• [Text passage]
::::

MOO (multi-user domain object-oriented)
A MUD in which the characters, their behavior, and all other services are built and extended using an object-oriented programming language.
motor control
A branch of experimental psychology concerned with the study of human movement.
MUD(multi-user domain)
A persistent collaborative environment that is modeled on a geographic space.
NGOMSL
A version of GOMS that is computationally realized in a tool called GLEAN. NGOMSL stands for Natural GOMS Language, and was developed by Kieras in the mid-1980s. More information can be found in Kieras (1997) and Kieras, et al. (1995).
nonfunctional requirements
Qualities of a system under development that are not directly related to its function, such as maintainability or reliability.
normative model
A model that identifies one or a few best ways for a system or person to behave. The model usually offers a criterion or criteria against which to evaluate behavior.
notation
A system of symbols used in specialized fields to represent facts or values (as in a circuit diagram) or to give instructions (as in a programming language), usually subject to rules of combination and ordering (“syntax”). Although the symbols are discrete, there may be an admixture of analog features (relative placement of components in a circuit diagram, or layout of text in a program). This is a wider definition than that of Nelson Goodman’s (1968), for example, but it is more typical of conventional usage. Notations may be persistent (written down) or transient (spoken or otherwise fleeting). See also interaction language.
operator
The “O” in “GOMS,” operators are the actions that the software allows the user to take. Operators can be defined at many different levels of abstraction, but most GOMS models define them at a concrete level, like button presses and menu selections.
P
A standard operator in a keystroke-level model (KLM), P represents the act of pointing, that is, moving a cursor with a mouse. It was empirically determined to average 1100 msec by Card, Moran, and Newell (1980b, 1983), but it can also be calculated with Fitts’ Law.
participatory design
A design movement primarily associated with Scandinavia, in which future users of the artifacts being designed participate in the original design work.
PERT chart
Program Evaluation Review Technique, a methodology developed by the U.S. Navy in the 1950s to manage the Polaris submarine missile program. A similar methodology, the Critical Path Method (CPM), which was developed for project management in the private sector at about the same time, has become synonymous with PERT, so that the technique is known by any variation on the names: PERT, CPM, or PERT/CPM. These methods are used in cognitive modeling to depict the parallel operation of perceptual, cognitive, and motor operators, with resource allocation and information-flow constraints.

::::

Object point labels:
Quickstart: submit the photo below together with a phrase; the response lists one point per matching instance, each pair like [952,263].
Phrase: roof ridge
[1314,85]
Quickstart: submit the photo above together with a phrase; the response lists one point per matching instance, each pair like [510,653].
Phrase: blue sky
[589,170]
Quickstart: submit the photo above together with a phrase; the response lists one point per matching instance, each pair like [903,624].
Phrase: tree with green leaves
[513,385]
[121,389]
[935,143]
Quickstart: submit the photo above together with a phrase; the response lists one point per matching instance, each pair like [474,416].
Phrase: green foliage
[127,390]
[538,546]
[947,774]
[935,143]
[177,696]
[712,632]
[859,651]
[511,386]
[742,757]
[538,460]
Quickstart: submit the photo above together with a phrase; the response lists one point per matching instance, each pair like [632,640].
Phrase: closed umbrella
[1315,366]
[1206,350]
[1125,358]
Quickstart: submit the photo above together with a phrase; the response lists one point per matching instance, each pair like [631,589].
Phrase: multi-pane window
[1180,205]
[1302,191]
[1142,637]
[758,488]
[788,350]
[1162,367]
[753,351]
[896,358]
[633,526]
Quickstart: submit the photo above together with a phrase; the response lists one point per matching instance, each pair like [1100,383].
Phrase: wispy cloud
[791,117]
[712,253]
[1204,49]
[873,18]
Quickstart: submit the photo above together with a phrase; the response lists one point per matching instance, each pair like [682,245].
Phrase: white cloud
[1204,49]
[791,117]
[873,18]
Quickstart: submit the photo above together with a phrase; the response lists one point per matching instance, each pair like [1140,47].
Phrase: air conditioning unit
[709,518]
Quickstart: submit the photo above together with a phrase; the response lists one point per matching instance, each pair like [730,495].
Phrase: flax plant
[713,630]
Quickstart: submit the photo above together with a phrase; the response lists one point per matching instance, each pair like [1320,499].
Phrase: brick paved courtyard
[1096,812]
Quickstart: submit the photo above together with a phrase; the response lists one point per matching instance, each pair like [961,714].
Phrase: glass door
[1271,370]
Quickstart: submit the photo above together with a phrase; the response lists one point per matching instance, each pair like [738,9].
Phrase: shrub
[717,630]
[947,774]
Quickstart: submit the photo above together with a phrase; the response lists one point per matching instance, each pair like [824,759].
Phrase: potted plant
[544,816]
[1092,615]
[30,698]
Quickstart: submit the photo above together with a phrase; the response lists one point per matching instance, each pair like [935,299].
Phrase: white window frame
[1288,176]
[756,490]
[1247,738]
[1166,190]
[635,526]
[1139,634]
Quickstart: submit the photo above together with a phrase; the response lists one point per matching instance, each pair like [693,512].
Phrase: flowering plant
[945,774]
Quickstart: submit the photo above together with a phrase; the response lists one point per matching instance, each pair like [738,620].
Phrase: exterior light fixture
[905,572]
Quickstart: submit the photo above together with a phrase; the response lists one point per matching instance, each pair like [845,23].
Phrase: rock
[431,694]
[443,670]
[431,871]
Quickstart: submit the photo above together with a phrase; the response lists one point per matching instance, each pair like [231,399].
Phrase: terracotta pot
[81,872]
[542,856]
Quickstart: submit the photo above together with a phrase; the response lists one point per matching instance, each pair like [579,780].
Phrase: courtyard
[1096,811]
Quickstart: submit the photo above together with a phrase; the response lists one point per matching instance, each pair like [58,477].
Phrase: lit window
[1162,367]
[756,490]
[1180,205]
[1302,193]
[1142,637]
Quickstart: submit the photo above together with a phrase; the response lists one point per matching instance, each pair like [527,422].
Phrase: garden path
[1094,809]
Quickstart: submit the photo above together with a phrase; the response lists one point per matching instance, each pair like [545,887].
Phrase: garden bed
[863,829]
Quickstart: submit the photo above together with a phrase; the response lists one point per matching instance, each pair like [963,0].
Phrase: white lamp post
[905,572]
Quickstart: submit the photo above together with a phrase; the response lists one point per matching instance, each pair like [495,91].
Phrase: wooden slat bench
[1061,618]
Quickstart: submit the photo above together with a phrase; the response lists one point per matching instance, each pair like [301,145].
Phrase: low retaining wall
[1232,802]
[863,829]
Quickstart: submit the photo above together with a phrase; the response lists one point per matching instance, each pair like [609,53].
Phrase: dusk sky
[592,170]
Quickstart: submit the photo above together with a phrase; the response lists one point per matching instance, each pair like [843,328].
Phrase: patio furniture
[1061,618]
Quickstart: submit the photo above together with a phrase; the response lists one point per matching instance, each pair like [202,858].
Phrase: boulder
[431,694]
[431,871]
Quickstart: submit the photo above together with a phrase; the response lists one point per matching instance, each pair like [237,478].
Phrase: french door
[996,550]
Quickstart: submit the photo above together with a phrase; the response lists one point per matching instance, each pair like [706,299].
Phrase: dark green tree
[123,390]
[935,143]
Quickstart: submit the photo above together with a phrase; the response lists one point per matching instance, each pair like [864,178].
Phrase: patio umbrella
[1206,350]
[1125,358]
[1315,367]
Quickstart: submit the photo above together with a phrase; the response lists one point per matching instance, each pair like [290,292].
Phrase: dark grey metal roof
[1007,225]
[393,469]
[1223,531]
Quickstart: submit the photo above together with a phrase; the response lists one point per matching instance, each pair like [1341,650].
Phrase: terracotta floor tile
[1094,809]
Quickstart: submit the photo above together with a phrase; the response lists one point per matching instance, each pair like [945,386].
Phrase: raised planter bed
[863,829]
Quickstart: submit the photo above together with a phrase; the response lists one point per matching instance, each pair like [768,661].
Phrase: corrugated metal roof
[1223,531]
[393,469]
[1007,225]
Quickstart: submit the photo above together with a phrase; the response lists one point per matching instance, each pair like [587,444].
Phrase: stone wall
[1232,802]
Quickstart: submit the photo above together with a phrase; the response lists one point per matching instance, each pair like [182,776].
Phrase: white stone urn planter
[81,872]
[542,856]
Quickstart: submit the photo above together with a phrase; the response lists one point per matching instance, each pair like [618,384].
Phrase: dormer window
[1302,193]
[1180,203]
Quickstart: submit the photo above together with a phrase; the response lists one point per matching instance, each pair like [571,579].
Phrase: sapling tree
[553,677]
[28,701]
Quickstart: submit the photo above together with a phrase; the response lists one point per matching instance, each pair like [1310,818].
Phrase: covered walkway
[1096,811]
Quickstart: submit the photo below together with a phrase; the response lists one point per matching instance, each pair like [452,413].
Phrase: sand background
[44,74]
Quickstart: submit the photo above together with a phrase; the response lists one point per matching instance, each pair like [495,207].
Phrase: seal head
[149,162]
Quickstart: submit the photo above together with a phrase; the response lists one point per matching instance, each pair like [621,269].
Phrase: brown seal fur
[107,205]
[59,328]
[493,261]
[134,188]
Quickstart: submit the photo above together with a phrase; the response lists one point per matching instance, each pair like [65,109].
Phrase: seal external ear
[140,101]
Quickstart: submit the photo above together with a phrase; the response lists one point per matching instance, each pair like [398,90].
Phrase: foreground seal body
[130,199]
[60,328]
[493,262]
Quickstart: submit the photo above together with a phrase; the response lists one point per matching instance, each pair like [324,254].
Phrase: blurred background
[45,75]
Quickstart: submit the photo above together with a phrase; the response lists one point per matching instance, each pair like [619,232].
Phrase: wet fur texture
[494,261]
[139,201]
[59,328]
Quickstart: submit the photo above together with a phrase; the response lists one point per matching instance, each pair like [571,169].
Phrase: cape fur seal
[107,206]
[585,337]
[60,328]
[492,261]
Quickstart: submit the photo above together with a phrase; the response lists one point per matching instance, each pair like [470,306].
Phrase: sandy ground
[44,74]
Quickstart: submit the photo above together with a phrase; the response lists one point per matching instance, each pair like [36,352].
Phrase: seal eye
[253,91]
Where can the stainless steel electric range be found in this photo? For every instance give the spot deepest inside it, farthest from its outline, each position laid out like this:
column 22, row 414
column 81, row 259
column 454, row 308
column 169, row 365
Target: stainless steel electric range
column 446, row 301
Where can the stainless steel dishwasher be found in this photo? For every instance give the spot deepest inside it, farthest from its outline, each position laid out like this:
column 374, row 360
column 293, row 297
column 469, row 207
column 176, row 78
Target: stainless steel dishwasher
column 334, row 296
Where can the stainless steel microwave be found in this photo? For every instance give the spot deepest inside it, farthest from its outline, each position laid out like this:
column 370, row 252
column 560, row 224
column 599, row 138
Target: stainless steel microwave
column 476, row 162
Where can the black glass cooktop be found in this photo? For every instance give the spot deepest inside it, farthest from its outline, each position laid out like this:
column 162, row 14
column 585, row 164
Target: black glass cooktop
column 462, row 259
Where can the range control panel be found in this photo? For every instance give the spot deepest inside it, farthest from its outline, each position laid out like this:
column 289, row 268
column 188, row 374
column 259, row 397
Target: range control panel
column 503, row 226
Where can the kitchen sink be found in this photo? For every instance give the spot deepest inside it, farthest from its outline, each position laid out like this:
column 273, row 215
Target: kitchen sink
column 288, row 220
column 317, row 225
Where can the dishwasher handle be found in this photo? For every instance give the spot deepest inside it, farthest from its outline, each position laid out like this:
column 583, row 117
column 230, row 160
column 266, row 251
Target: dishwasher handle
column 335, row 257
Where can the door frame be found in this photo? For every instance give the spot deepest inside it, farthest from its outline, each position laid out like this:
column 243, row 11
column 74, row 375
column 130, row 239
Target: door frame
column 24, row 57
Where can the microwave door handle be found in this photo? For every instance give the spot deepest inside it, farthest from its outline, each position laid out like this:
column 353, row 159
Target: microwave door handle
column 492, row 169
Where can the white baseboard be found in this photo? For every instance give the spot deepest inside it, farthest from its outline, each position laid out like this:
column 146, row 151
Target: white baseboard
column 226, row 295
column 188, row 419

::::

• [Problems]
A. According to the glossary, who developed the PERT methodology, and when?
B. Reproduce the glossary passage that begins with the words containing "participatory design" and ends with "original design work.".
C. Add entries to the glossary of design and modeling terms, starting after its final entry.

• [Per-task answers]
A. The U.S. Navy, in the 1950s.

B.
participatory design
A design movement primarily associated with Scandinavia, in which future users of the artifacts being designed participate in the original design work.

C.
PIE model
An example of an abstract formal model—that is, one that is used to analyze a class of systems and usability problems rather than specifying a particular system. The PIE model was developed at York University in the mid-1980s and was one of the first steps in a new stream of formal method work in human-computer interaction (HCI) that began at that time. See: http://www.hcibook.com/alan/topics/formal/
placeholder
Something (a physical artifact, electronic record, or human memory) that explicitly or tacitly maintains the current position within a formal or informal process. See: http://www.hcibook.com/alan/topics/triggers/
practice
When being trained as a carpenter or a nurse, for example, one shares a practice. At the same time, each individual who possesses a practice keeps it up and changes it as well. It is practice that allows us to talk about more than just individual skills, knowledge, and judgment, and not just about a “generic” human being. Practice is shaped historically, which is of particular relevance for design and use of computer applications.
preattentive processing
The rapid detection of visual features theorized to occur in parallel before the operation of selective attention.
predictive model
A model that allows metrics of human performance to be determined analytically without undertaking time-consuming and resource-intensive experiments.
Problem Behavior Graph
A graphical depiction of search through a problem space.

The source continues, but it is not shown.